-- PASSAGE GIVEN start --

Tagged as integration by parts

October 20, 2025 · 11:11 am

Fundamental Theorem of Calculus

(1) $\begin{equation*}\frac{d}{dx} \left (\int_2^{f(x)} g(t) dt \right )=g(f(x))f'(x)\end{equation*}$

My Year 12 Mathematics Methods students are getting ready for their exam, and questions using the above idea have created a bit of consternation. I am going to work through an example, and show why the ‘formula’ works.

Example

Find $\frac{d}{dx} \left ( \int_2^{x^2} 4t^2+3t \enspace dt \right )$ .

-- PASSAGE GIVEN end --
-- DATA ENTRIES start --

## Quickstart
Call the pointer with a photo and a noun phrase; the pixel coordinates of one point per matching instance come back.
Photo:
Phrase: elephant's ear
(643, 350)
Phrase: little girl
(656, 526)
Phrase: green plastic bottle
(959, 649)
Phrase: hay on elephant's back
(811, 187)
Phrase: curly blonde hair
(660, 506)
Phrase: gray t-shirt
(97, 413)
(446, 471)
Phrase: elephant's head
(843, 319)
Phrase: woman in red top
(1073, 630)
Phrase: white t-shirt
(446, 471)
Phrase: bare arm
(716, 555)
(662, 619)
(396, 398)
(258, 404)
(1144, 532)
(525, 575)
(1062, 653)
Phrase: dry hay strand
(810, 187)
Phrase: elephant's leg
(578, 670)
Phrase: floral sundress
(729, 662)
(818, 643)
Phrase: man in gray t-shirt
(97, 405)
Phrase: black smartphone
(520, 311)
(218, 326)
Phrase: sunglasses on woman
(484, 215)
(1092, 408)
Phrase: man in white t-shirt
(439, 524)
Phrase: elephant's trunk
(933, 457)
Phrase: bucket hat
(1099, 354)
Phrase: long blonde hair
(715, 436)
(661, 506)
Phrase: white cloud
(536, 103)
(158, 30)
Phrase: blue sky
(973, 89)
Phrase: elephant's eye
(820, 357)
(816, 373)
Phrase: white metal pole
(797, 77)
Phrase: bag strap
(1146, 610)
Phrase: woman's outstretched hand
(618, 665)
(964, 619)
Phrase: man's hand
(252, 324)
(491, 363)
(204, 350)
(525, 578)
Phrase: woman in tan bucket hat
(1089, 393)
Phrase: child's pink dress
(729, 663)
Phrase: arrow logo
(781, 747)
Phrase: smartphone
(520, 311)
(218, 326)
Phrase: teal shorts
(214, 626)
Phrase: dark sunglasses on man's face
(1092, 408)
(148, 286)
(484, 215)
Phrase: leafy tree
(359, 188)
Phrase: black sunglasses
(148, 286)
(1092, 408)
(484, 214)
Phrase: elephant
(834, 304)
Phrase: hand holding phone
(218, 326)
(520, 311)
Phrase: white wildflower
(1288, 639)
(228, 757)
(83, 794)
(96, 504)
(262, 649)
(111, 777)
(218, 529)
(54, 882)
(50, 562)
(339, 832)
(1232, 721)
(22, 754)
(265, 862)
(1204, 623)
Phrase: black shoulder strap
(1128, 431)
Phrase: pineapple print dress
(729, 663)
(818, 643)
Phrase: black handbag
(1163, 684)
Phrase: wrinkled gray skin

-- DATA ENTRIES end --

## PROBLEM SET
(1) Answer these questions about the calculus post:
(a) What tag is the post filed under?
(b) Which students does the writer mention, and what are they getting ready for?
(c) In the example, what is the upper limit of the integral?
(2) Can you return the stretch of the calculus post from "My Year 12 Mathematics" through "dt \right )$ .", copied word for word?
Rely on the calculus post alone for your answers.

## COMPLETE ANSWERS
(1)
(a) Integration by parts.
(b) The writer's Year 12 Mathematics Methods students, who are getting ready for their exam.
(c) x^2

(2)
My Year 12 Mathematics Methods students are getting ready for their exam, and questions using the above idea have created a bit of consternation. I am going to work through an example, and show why the ‘formula’ works.

Example

Find $\frac{d}{dx} \left ( \int_2^{x^2} 4t^2+3t \enspace dt \right )$ .